▶ Required action:
Please filter the entries for the word "rock" and copy every line that has it.

[Start of Attachment]

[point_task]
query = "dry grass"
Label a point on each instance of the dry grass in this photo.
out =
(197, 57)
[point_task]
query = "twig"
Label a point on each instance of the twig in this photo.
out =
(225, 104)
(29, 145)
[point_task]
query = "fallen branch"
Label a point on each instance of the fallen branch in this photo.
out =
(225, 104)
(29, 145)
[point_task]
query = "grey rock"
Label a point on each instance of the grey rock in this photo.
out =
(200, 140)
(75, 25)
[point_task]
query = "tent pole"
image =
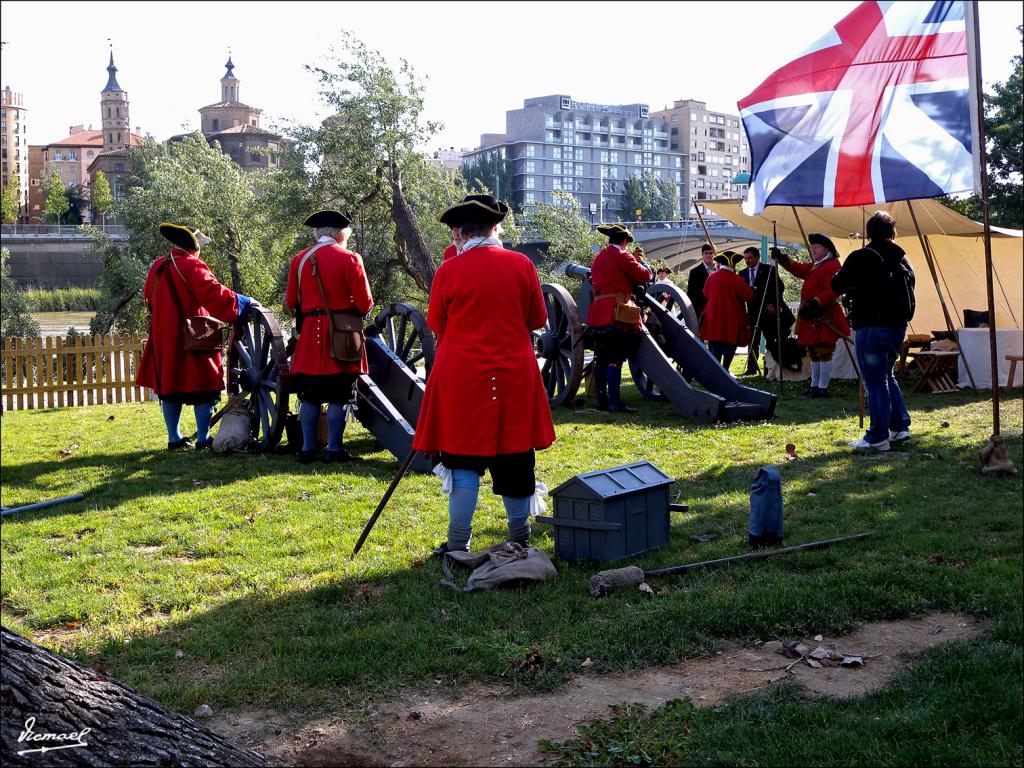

[End of Attachment]

▶ Your response:
query = "grey rock"
Label a point on each instance of the grey rock in this photo.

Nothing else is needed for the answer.